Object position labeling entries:
================

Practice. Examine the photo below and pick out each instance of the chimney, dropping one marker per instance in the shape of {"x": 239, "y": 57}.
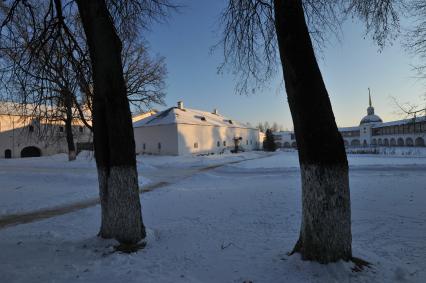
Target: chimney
{"x": 180, "y": 104}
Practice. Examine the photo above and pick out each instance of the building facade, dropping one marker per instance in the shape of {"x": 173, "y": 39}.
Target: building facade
{"x": 27, "y": 136}
{"x": 372, "y": 132}
{"x": 183, "y": 131}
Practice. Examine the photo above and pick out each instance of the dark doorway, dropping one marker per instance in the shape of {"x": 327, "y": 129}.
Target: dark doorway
{"x": 30, "y": 151}
{"x": 7, "y": 154}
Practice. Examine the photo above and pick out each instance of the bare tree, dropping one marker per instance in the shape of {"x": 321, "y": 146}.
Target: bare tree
{"x": 256, "y": 34}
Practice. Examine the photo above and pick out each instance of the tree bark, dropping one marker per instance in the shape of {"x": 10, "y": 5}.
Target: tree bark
{"x": 112, "y": 127}
{"x": 325, "y": 234}
{"x": 67, "y": 95}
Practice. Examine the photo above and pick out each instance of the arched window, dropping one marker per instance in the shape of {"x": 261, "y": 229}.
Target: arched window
{"x": 30, "y": 151}
{"x": 355, "y": 142}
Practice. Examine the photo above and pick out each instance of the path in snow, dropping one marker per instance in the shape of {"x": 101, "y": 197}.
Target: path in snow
{"x": 160, "y": 177}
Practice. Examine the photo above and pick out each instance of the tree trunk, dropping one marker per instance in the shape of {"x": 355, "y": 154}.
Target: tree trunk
{"x": 68, "y": 125}
{"x": 113, "y": 132}
{"x": 325, "y": 234}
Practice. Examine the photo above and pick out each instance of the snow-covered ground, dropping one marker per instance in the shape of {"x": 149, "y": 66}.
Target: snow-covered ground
{"x": 229, "y": 224}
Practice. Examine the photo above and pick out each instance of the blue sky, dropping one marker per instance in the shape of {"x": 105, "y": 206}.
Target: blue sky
{"x": 349, "y": 67}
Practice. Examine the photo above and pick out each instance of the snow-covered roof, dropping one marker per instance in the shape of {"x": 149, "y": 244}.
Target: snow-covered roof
{"x": 175, "y": 115}
{"x": 400, "y": 122}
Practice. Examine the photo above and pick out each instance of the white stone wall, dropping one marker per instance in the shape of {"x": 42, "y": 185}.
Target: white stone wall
{"x": 151, "y": 136}
{"x": 199, "y": 139}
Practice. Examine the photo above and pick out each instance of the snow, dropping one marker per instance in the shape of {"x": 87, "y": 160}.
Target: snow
{"x": 175, "y": 115}
{"x": 232, "y": 223}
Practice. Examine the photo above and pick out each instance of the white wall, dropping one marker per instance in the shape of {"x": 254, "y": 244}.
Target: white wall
{"x": 207, "y": 138}
{"x": 152, "y": 135}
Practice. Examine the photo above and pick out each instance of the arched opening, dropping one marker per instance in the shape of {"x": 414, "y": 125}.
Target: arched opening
{"x": 386, "y": 142}
{"x": 7, "y": 154}
{"x": 30, "y": 151}
{"x": 420, "y": 142}
{"x": 355, "y": 143}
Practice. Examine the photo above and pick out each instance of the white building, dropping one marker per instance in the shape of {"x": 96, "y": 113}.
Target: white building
{"x": 372, "y": 131}
{"x": 181, "y": 131}
{"x": 26, "y": 136}
{"x": 285, "y": 139}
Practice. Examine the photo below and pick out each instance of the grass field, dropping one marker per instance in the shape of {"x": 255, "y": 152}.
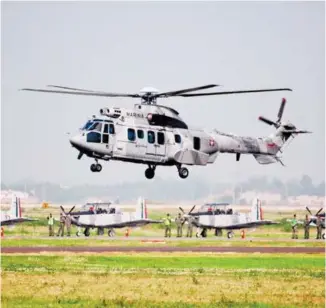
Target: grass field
{"x": 160, "y": 280}
{"x": 93, "y": 242}
{"x": 169, "y": 280}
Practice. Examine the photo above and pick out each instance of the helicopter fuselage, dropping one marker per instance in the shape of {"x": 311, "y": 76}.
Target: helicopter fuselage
{"x": 155, "y": 135}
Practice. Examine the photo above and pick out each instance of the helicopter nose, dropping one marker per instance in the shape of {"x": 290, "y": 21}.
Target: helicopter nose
{"x": 76, "y": 141}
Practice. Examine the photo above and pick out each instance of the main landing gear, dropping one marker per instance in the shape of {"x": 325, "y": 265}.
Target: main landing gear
{"x": 150, "y": 172}
{"x": 96, "y": 167}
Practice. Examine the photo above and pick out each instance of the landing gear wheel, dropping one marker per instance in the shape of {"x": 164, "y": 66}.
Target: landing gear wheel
{"x": 204, "y": 233}
{"x": 87, "y": 232}
{"x": 183, "y": 173}
{"x": 149, "y": 173}
{"x": 98, "y": 167}
{"x": 111, "y": 233}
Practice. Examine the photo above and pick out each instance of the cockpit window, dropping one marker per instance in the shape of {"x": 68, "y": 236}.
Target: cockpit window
{"x": 90, "y": 123}
{"x": 87, "y": 125}
{"x": 95, "y": 126}
{"x": 93, "y": 137}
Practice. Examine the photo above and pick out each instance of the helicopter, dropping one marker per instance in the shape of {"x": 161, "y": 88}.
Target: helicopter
{"x": 156, "y": 135}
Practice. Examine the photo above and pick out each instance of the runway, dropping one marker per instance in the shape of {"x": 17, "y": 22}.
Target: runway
{"x": 81, "y": 249}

================

### [AIM]
All of the material above is to be copied exactly, except for its images.

### [COMPLETE RESPONSE]
Practice. Examine the photo below and pick out each instance of the chimney, dropping one marker per instance in the shape of {"x": 239, "y": 57}.
Target: chimney
{"x": 180, "y": 104}
Practice. Examine the photo above and pick out each instance of the building facade, dropping one marker per instance in the shape of {"x": 173, "y": 39}.
Target: building facade
{"x": 27, "y": 136}
{"x": 372, "y": 132}
{"x": 183, "y": 131}
Practice. Examine the photo above and pick out each instance of the dark doorway, dropping one marker per instance in the shape of {"x": 327, "y": 129}.
Target: dark doorway
{"x": 30, "y": 151}
{"x": 7, "y": 154}
Practice. Examine the photo above and pick out each instance of the bare tree, dropping one marker per instance in the shape of {"x": 321, "y": 146}.
Target: bare tree
{"x": 256, "y": 34}
Practice. Examine the photo above and pick out each instance of the tree bark, dropping one marker per instance in the shape of {"x": 10, "y": 5}.
Target: tree bark
{"x": 112, "y": 127}
{"x": 325, "y": 234}
{"x": 67, "y": 95}
Practice. Examine the photo above and pick out each instance of the arched window, dropping one marker per instance in the shape of {"x": 261, "y": 229}.
Target: arched window
{"x": 30, "y": 151}
{"x": 355, "y": 142}
Practice. Examine the photo above and pick out each instance of the path in snow, dropping one marker per instance in the shape of {"x": 101, "y": 197}.
Target: path in snow
{"x": 160, "y": 177}
Practice. Examine the photo above and pick out each instance of the tree trunk, dropping one marker per instance in the shape of {"x": 355, "y": 154}.
Target: tree trunk
{"x": 68, "y": 125}
{"x": 113, "y": 132}
{"x": 325, "y": 234}
Practice. Examine the photo above and pick out each instance of the snow-covered ground, dropping one marker per instance in the shape of {"x": 149, "y": 66}.
Target: snow-covered ground
{"x": 229, "y": 224}
Practice. Examine the photo above and pick out each instance of the blue sky, dropping one marker per instance in the shape of {"x": 105, "y": 206}.
Target: blue sky
{"x": 349, "y": 67}
Practice. Examine the photo above and pick out each instance of the snow-covered roof, dropping one marker per instance in the shape of {"x": 149, "y": 244}.
Target: snow-covered roof
{"x": 175, "y": 115}
{"x": 400, "y": 122}
Practice. Examine the photo above and pick out each instance of the white stone wall, dropping one marker per instance in the shape of {"x": 42, "y": 185}.
Target: white stone wall
{"x": 151, "y": 136}
{"x": 199, "y": 139}
Practice. Examine the photo above and pick out each instance of the snow, dropping one marker per instance in the shape of {"x": 87, "y": 160}.
Target: snow
{"x": 175, "y": 115}
{"x": 232, "y": 223}
Practice. Examine the photo above and pick out each instance of the white wall, dropping one marker per instance in the shape of {"x": 254, "y": 244}.
Target: white wall
{"x": 207, "y": 138}
{"x": 152, "y": 135}
Practice. Examine the photo above and pick out each instance of the arched opening, dropping one marker per instance in the shape of {"x": 414, "y": 125}.
Target: arched opening
{"x": 386, "y": 142}
{"x": 7, "y": 154}
{"x": 30, "y": 151}
{"x": 420, "y": 142}
{"x": 355, "y": 143}
Practice. Examine the photo above and pick out each instance of the white building, dropping one marker per instance in the shape of {"x": 96, "y": 113}.
Target: white building
{"x": 372, "y": 131}
{"x": 181, "y": 131}
{"x": 26, "y": 136}
{"x": 285, "y": 139}
Practice. Examine the photo below and pick out each instance of the grass field, dropping one marker per instance in the shape of {"x": 255, "y": 152}.
Target: grass field
{"x": 160, "y": 280}
{"x": 93, "y": 242}
{"x": 169, "y": 280}
Practice. Examine the photo above and pick out each instance of the helicopter fuselage, dropping one marker per instance in the shape of {"x": 311, "y": 76}.
Target: helicopter fuselage
{"x": 155, "y": 135}
Practice. Examine the photo above and pick out each instance of the helicopter nose, dropping one marker per instance in the shape of {"x": 290, "y": 21}.
Target: helicopter nose
{"x": 76, "y": 141}
Practice. Examine the photo above and pick out each instance of the main landing gear, dropping one marker per instance in the shape of {"x": 325, "y": 265}.
Target: main landing gear
{"x": 150, "y": 172}
{"x": 96, "y": 167}
Practice. Examine the photo above and pick out each instance of the landing gear wheel, dropping one marker per instance in the shape of {"x": 164, "y": 66}.
Target: landing gear wheel
{"x": 204, "y": 233}
{"x": 87, "y": 232}
{"x": 183, "y": 173}
{"x": 149, "y": 173}
{"x": 98, "y": 167}
{"x": 111, "y": 233}
Practice. Examine the photo above and pick out each instance of the cockpit window, dropping one marker per instance in the shape of {"x": 68, "y": 236}.
Target: cockpit window
{"x": 90, "y": 123}
{"x": 87, "y": 125}
{"x": 95, "y": 126}
{"x": 93, "y": 137}
Practice. Examine the photo above and pick out each instance of the helicopter, dropping one marker per instance in the shape of {"x": 161, "y": 88}.
Target: helicopter
{"x": 156, "y": 135}
Practice. Examine the photo above and pick out each instance of the runway, dropping one marker per instance in the shape of {"x": 17, "y": 22}.
Target: runway
{"x": 81, "y": 249}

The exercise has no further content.